Stored items
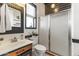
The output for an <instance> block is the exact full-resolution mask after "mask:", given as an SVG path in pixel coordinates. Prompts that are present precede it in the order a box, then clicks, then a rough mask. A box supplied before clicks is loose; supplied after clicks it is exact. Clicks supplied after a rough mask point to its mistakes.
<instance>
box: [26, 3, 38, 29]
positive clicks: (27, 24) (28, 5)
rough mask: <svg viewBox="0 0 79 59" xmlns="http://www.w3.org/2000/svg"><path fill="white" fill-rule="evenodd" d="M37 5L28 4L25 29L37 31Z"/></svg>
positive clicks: (26, 6) (26, 14)
mask: <svg viewBox="0 0 79 59" xmlns="http://www.w3.org/2000/svg"><path fill="white" fill-rule="evenodd" d="M36 18H37V17H36V5H34V4H32V3H30V4H26V21H25V25H26V26H25V27H26V28H28V29H35V28H36V26H37V21H36Z"/></svg>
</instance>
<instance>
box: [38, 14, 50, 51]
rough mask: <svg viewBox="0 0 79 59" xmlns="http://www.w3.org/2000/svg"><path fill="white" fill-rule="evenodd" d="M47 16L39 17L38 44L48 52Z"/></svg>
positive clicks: (47, 20) (48, 42)
mask: <svg viewBox="0 0 79 59" xmlns="http://www.w3.org/2000/svg"><path fill="white" fill-rule="evenodd" d="M49 20H50V19H49V15H48V16H43V17H40V26H39V44H42V45H44V46H45V47H46V48H47V50H49Z"/></svg>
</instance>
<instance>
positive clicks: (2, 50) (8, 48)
mask: <svg viewBox="0 0 79 59" xmlns="http://www.w3.org/2000/svg"><path fill="white" fill-rule="evenodd" d="M31 43H32V41H30V40H27V39H26V40H21V41H18V42H14V43H9V44H6V43H5V45H1V46H0V55H3V54H6V53H8V52H10V51H13V50H16V49H18V48H21V47H23V46H26V45H29V44H31Z"/></svg>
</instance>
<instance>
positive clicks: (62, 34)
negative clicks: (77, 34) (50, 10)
mask: <svg viewBox="0 0 79 59" xmlns="http://www.w3.org/2000/svg"><path fill="white" fill-rule="evenodd" d="M70 12H71V11H70V9H67V10H63V11H60V12H58V13H55V14H50V15H46V16H42V17H40V19H39V21H40V25H39V44H42V45H44V46H45V47H46V48H47V50H48V51H51V52H54V53H56V54H58V55H63V56H69V55H71V35H70Z"/></svg>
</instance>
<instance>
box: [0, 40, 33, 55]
mask: <svg viewBox="0 0 79 59" xmlns="http://www.w3.org/2000/svg"><path fill="white" fill-rule="evenodd" d="M31 55H32V41H30V40H23V41H20V42H15V43H11V44H7V45H4V46H0V56H31Z"/></svg>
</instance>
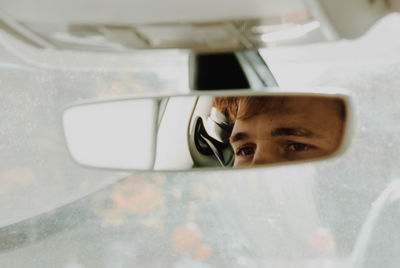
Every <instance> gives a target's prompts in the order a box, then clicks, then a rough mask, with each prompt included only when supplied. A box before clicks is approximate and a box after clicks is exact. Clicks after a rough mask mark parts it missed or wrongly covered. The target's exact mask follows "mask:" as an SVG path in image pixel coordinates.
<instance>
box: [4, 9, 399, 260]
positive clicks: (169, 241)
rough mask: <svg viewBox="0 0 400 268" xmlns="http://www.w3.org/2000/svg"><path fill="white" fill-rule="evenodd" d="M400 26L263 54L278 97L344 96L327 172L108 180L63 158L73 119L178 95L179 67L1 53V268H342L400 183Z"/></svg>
mask: <svg viewBox="0 0 400 268" xmlns="http://www.w3.org/2000/svg"><path fill="white" fill-rule="evenodd" d="M394 25H396V27H393V26H394ZM399 25H400V20H399V18H398V16H392V17H388V18H386V20H385V21H382V22H381V23H380V24H378V25H377V26H376V28H374V29H373V30H371V32H369V33H367V34H366V35H365V36H364V37H362V38H361V39H358V40H354V41H339V42H335V43H326V44H316V45H311V46H304V47H294V48H284V49H265V50H262V51H261V53H262V55H263V56H264V58H265V59H266V61H267V62H268V63H269V64H271V69H272V70H273V71H274V73H275V74H276V77H277V79H278V80H279V81H278V82H279V83H280V85H281V86H285V85H293V84H296V85H297V86H300V85H303V86H305V85H316V86H336V87H344V88H347V89H348V90H349V95H350V96H351V97H352V100H353V108H354V111H353V113H354V119H355V120H354V127H353V128H354V129H353V132H352V139H351V142H350V144H349V147H348V148H347V150H346V151H345V152H344V154H342V155H340V156H338V157H336V158H333V159H330V160H324V161H319V162H313V163H303V164H295V165H289V166H279V167H269V168H264V169H254V170H235V171H227V172H210V171H208V172H196V173H168V174H164V173H133V174H127V173H117V172H112V171H104V170H101V171H100V170H95V169H89V168H83V167H81V166H79V165H78V164H76V163H74V162H73V161H72V159H71V158H70V156H69V153H68V151H67V149H66V145H65V141H64V137H63V133H62V127H61V121H60V120H61V113H62V111H63V109H64V108H65V107H66V106H67V105H70V104H72V103H74V102H76V101H78V100H86V99H91V98H95V97H101V98H112V97H122V96H128V95H130V94H133V93H143V92H167V91H171V90H176V89H178V90H181V88H182V87H181V84H180V82H179V81H182V79H180V76H181V75H182V71H181V69H179V67H178V66H181V65H177V66H174V62H176V61H179V62H181V60H182V59H181V58H180V59H176V58H171V59H170V60H171V61H170V64H171V65H170V66H171V68H175V69H174V70H176V72H171V71H170V70H166V72H165V73H162V72H159V70H157V72H156V71H151V70H146V71H140V70H139V71H138V70H137V68H136V69H135V71H129V70H125V71H118V72H115V71H114V72H112V71H109V70H107V71H102V70H97V71H87V70H85V71H82V70H75V71H74V70H62V69H51V68H41V67H35V66H33V65H31V64H27V63H25V62H24V61H23V60H20V59H18V58H17V57H15V56H12V54H11V53H10V51H8V50H6V49H4V48H1V49H0V58H1V60H0V68H1V73H0V84H1V86H2V87H1V88H2V97H1V98H0V105H1V107H2V109H1V112H0V122H1V128H0V136H1V140H2V142H1V145H0V148H1V150H0V159H2V161H1V162H0V180H1V182H2V187H1V189H0V211H1V213H0V266H2V267H26V266H34V267H35V266H37V267H54V266H57V267H177V268H180V267H271V268H272V267H285V268H288V267H343V265H344V264H345V263H348V262H349V259H350V257H351V252H352V249H353V246H354V244H355V241H356V239H357V236H358V234H359V232H360V229H361V227H362V224H363V223H364V221H365V219H366V217H367V214H368V211H369V209H370V208H371V203H372V202H373V201H374V200H375V199H376V197H377V196H378V195H379V194H380V193H381V192H382V191H383V190H384V188H385V186H386V184H388V183H389V182H390V181H392V180H394V179H398V174H399V165H398V161H397V158H398V157H397V154H398V151H399V149H400V141H399V139H398V135H399V132H400V128H399V126H400V124H399V123H400V122H399V120H400V119H399V118H400V117H399V114H400V110H399V106H398V104H396V103H394V102H393V99H399V98H400V93H399V90H398V88H399V83H398V73H399V72H400V57H399V56H397V58H396V57H395V56H394V55H396V54H397V55H398V53H397V52H396V51H399V49H400V47H399V44H396V43H393V42H392V36H396V35H397V36H398V35H399V34H400V33H399V32H398V29H400V27H398V26H399ZM175 56H176V54H174V57H175ZM76 57H77V58H78V56H76ZM181 57H182V58H183V57H185V55H184V54H182V55H181ZM77 58H76V59H77ZM69 60H70V59H69ZM156 60H157V59H156V58H155V59H154V61H156ZM167 69H168V68H167Z"/></svg>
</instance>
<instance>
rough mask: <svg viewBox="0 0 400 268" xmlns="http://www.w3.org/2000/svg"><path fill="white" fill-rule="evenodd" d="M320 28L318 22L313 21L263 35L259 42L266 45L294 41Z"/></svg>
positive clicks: (319, 26) (318, 23)
mask: <svg viewBox="0 0 400 268" xmlns="http://www.w3.org/2000/svg"><path fill="white" fill-rule="evenodd" d="M320 26H321V24H320V23H319V22H318V21H313V22H309V23H306V24H303V25H297V26H293V27H292V28H289V29H284V30H280V31H275V32H271V33H266V34H263V35H261V40H262V41H263V42H265V43H268V42H277V41H284V40H290V39H296V38H300V37H303V36H305V35H306V34H307V33H309V32H312V31H314V30H316V29H318V28H319V27H320Z"/></svg>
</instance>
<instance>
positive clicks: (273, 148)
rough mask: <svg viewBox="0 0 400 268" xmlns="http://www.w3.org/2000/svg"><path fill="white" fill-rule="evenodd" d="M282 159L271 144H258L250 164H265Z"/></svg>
mask: <svg viewBox="0 0 400 268" xmlns="http://www.w3.org/2000/svg"><path fill="white" fill-rule="evenodd" d="M281 161H283V160H282V159H281V157H280V156H279V152H278V151H277V150H276V148H274V146H272V145H264V146H258V147H257V149H256V153H255V155H254V157H253V161H252V165H266V164H272V163H277V162H281Z"/></svg>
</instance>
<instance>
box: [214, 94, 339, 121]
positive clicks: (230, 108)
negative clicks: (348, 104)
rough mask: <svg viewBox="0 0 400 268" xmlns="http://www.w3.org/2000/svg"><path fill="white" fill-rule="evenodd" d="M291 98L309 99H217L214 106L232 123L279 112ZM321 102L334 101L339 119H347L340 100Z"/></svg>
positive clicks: (260, 96) (338, 99) (269, 96)
mask: <svg viewBox="0 0 400 268" xmlns="http://www.w3.org/2000/svg"><path fill="white" fill-rule="evenodd" d="M289 98H309V97H307V96H302V97H298V96H293V97H292V96H232V97H215V98H214V101H213V106H214V107H215V108H217V109H218V110H219V111H220V112H221V113H223V114H225V116H227V117H228V118H229V119H230V121H231V123H234V122H235V121H236V120H238V119H247V118H250V117H252V116H255V115H258V114H264V113H271V112H274V111H277V110H279V109H280V108H281V107H282V106H283V105H284V104H285V102H286V101H287V100H288V99H289ZM319 98H320V99H321V100H332V101H334V102H336V103H337V104H338V105H339V113H340V114H339V117H340V119H341V120H344V119H345V117H346V107H345V103H344V102H343V101H342V99H340V98H335V99H330V98H324V97H319Z"/></svg>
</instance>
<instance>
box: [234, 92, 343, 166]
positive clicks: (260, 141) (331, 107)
mask: <svg viewBox="0 0 400 268" xmlns="http://www.w3.org/2000/svg"><path fill="white" fill-rule="evenodd" d="M341 104H342V103H341V102H340V100H339V99H329V98H318V97H301V98H297V97H285V98H284V99H283V101H282V99H281V101H280V102H279V104H278V105H276V103H275V104H274V103H272V105H269V106H270V108H269V109H264V108H262V109H264V110H265V111H262V112H260V113H258V112H254V109H255V106H257V103H256V104H252V103H251V101H250V102H248V103H247V109H248V110H249V112H250V113H252V114H250V116H246V111H244V112H243V110H242V111H241V109H242V108H243V107H241V104H240V102H239V105H238V108H237V111H238V113H241V114H242V116H241V117H239V118H237V119H236V120H235V123H234V127H233V130H232V134H231V137H230V143H231V146H232V148H233V150H234V154H235V162H234V167H244V166H252V165H265V164H271V163H280V162H287V161H296V160H305V159H315V158H319V157H324V156H328V155H330V154H332V153H334V152H335V151H336V150H337V149H338V147H339V146H340V144H341V141H342V136H343V125H344V112H343V109H344V107H343V105H341ZM252 105H253V107H252ZM258 105H260V103H258ZM260 107H261V106H260ZM251 109H252V110H253V112H251V111H250V110H251Z"/></svg>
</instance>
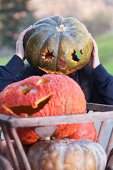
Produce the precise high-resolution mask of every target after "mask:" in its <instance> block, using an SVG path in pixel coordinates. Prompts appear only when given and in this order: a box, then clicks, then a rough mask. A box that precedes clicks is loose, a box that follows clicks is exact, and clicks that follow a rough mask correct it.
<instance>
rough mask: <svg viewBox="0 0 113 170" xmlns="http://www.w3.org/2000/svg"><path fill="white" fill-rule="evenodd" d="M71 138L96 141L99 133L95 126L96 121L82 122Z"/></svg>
mask: <svg viewBox="0 0 113 170" xmlns="http://www.w3.org/2000/svg"><path fill="white" fill-rule="evenodd" d="M69 138H70V139H76V140H77V139H84V140H85V139H87V140H92V141H96V140H97V135H96V128H95V126H94V123H92V122H86V123H81V124H80V127H79V128H78V129H77V130H76V131H75V132H74V133H73V134H71V135H70V136H69Z"/></svg>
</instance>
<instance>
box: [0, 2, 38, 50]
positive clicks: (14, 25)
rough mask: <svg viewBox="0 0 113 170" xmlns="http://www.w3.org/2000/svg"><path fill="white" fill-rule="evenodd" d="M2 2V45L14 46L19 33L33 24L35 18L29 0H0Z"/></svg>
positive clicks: (1, 10)
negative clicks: (7, 0)
mask: <svg viewBox="0 0 113 170" xmlns="http://www.w3.org/2000/svg"><path fill="white" fill-rule="evenodd" d="M0 2H1V5H0V6H1V7H0V34H1V35H0V39H1V44H0V45H1V46H7V47H12V48H14V47H15V40H16V39H17V36H18V33H19V32H20V31H21V30H22V29H24V28H26V27H27V26H29V25H31V24H32V23H31V22H34V21H35V18H34V16H33V15H32V11H30V10H29V9H28V3H29V0H25V1H23V0H8V1H7V0H0ZM28 18H30V19H28Z"/></svg>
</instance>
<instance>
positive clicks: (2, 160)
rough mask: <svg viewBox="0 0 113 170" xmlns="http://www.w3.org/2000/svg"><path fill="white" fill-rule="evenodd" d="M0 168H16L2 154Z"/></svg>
mask: <svg viewBox="0 0 113 170" xmlns="http://www.w3.org/2000/svg"><path fill="white" fill-rule="evenodd" d="M0 170H14V169H13V167H12V166H11V164H10V162H9V161H8V160H7V159H6V158H5V157H4V156H2V155H0Z"/></svg>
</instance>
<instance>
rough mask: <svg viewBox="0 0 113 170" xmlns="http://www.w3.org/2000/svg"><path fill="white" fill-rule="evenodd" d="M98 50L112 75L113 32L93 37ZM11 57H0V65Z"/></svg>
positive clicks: (106, 33)
mask: <svg viewBox="0 0 113 170" xmlns="http://www.w3.org/2000/svg"><path fill="white" fill-rule="evenodd" d="M94 38H95V40H96V42H97V44H98V48H99V56H100V61H101V63H102V64H103V65H104V66H105V68H106V69H107V70H108V72H109V73H111V74H112V75H113V32H109V33H106V34H104V35H100V36H97V37H94ZM10 58H11V57H1V58H0V65H4V64H6V63H7V62H8V61H9V59H10Z"/></svg>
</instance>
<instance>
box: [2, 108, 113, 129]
mask: <svg viewBox="0 0 113 170" xmlns="http://www.w3.org/2000/svg"><path fill="white" fill-rule="evenodd" d="M112 119H113V111H110V112H95V113H91V114H76V115H65V116H46V117H31V118H30V117H28V118H14V117H10V119H9V117H8V119H7V122H8V124H9V125H10V126H12V127H15V128H16V127H30V126H44V125H58V124H72V123H80V122H92V121H105V120H112ZM0 120H1V118H0ZM4 120H5V122H6V118H5V119H4ZM2 122H3V117H2ZM2 122H1V121H0V123H2Z"/></svg>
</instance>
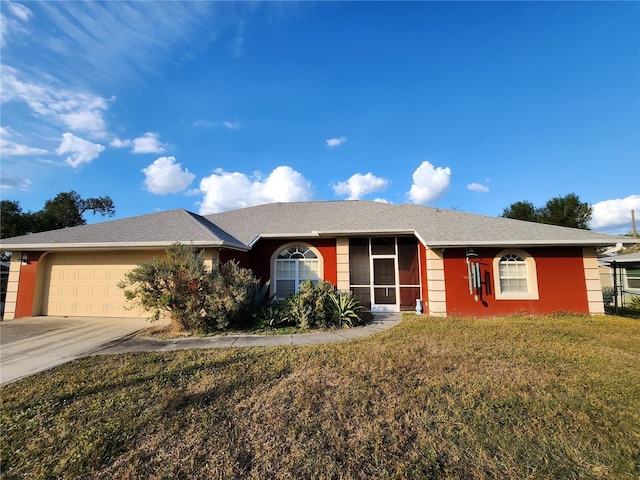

— TRY IT —
State only how many lines above contain "then".

— EXERCISE OUTPUT —
3